> **WHAT IS BEING ASKED**
Write out the listing below from the line containing "In this exercise you will find the green" to its last line, unaltered, ends included.

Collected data
*****
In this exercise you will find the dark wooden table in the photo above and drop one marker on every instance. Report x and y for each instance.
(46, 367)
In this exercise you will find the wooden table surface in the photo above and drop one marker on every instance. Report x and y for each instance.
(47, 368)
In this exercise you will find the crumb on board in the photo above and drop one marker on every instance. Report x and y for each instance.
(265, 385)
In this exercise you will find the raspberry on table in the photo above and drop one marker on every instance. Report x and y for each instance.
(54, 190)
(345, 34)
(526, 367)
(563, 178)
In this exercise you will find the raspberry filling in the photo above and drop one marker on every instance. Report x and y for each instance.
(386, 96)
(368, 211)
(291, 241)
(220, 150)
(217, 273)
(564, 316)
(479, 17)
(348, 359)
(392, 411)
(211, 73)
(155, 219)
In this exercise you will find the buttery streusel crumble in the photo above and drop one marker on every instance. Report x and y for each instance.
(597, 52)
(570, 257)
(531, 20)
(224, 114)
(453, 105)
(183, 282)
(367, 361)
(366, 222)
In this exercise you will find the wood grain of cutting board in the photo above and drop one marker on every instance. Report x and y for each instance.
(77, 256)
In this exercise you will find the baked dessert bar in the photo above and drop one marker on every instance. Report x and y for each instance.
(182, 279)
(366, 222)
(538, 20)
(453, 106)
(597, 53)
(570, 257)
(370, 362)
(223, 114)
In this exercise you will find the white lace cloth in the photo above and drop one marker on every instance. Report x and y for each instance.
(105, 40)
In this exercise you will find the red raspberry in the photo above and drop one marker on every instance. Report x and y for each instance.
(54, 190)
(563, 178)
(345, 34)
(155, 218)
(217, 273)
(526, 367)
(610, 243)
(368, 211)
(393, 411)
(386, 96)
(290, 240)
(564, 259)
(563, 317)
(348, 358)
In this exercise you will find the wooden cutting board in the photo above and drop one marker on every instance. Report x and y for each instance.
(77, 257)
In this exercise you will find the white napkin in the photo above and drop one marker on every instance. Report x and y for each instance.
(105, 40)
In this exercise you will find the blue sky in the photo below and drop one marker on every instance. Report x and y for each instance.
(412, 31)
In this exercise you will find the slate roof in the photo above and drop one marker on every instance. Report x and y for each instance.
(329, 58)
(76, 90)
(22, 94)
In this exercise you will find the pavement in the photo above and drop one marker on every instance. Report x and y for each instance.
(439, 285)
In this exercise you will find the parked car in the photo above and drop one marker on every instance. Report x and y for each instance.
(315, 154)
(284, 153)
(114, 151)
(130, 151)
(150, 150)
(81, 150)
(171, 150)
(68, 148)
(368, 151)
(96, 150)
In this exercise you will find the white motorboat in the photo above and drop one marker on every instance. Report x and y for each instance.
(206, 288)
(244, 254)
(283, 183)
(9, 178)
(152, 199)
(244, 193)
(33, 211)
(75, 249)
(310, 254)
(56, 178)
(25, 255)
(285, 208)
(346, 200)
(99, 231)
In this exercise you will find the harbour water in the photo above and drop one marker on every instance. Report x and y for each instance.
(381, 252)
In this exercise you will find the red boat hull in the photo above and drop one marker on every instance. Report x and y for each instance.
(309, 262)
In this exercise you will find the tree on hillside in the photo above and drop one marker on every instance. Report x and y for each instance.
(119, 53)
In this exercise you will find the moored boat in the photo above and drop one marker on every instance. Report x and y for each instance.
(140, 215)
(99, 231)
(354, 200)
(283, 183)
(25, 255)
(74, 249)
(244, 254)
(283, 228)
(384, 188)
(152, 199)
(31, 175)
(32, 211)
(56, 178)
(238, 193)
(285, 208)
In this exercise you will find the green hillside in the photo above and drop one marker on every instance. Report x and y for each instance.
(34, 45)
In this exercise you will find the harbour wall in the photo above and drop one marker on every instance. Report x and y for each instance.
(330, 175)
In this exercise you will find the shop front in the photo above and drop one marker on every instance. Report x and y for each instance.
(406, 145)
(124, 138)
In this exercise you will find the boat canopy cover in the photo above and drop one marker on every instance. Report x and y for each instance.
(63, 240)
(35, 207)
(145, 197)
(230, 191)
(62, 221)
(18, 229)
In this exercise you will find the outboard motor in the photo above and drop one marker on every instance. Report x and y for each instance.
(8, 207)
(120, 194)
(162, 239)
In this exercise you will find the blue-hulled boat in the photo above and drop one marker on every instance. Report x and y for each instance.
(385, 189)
*****
> **SOLUTION TO THIS TASK**
In this exercise you will find the green hillside in the photo above and drop one marker on every instance. Report x and y for each instance.
(34, 45)
In this exercise you will find the harbour wall in the photo above and drop one marker on every instance. Report x and y for each instance.
(330, 175)
In this exercise you will find the shop front in the photo above and drop one marker on every instance. Report x and y for each instance.
(406, 145)
(124, 138)
In this exercise you will find the boat canopy cover in the photo above and drop one marker on every instance. Report x and y for each instance.
(63, 240)
(35, 207)
(145, 197)
(230, 191)
(62, 221)
(18, 229)
In this exercise you will find the outboard motor in the photo above and drop one marker on every instance. Report x and y for each instance.
(8, 207)
(120, 194)
(162, 239)
In this exercise you will find the blue-hulled boat in the photo above and drop one marker on every instance. Report x and y for each instance.
(385, 189)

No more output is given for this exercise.